Job item:
Return all of the rows below verbatim, leaving the pictures out of your answer.

Saved data entries:

-.-.-

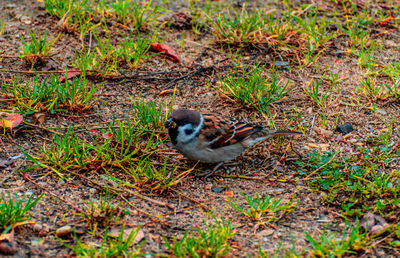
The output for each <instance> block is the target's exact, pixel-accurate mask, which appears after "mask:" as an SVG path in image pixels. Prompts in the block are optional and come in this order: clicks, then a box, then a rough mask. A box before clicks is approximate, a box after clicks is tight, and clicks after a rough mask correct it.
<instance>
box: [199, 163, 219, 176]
mask: <svg viewBox="0 0 400 258" xmlns="http://www.w3.org/2000/svg"><path fill="white" fill-rule="evenodd" d="M223 164H224V162H220V163H218V164H217V165H216V166H215V167H214V168H213V170H212V171H211V172H206V173H202V174H200V175H199V177H204V179H207V178H208V177H209V176H212V175H213V174H214V173H215V172H217V169H218V168H219V167H220V166H222V165H223Z"/></svg>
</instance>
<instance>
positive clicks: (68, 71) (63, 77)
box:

-.-.-

Answer to this problem:
The output for each <instance> block is the target's exact, pixel-accurate mask, which appears after "mask:" as an SVG path in image pixels. Prompts in the block are optional and come in this order: clicks, then a box, then a rough mask. A box before clicks is approximate, a box after clicks is tight, and clicks after a rough mask correct it.
<instance>
box: [199, 163, 219, 176]
mask: <svg viewBox="0 0 400 258" xmlns="http://www.w3.org/2000/svg"><path fill="white" fill-rule="evenodd" d="M223 164H224V162H220V163H218V164H217V165H216V166H215V167H214V168H213V170H212V171H211V172H206V173H202V174H200V175H199V177H204V179H207V178H208V177H209V176H212V175H213V174H214V173H215V172H217V169H218V168H219V167H220V166H222V165H223Z"/></svg>
</instance>
<instance>
positive clicks: (68, 71) (63, 77)
box:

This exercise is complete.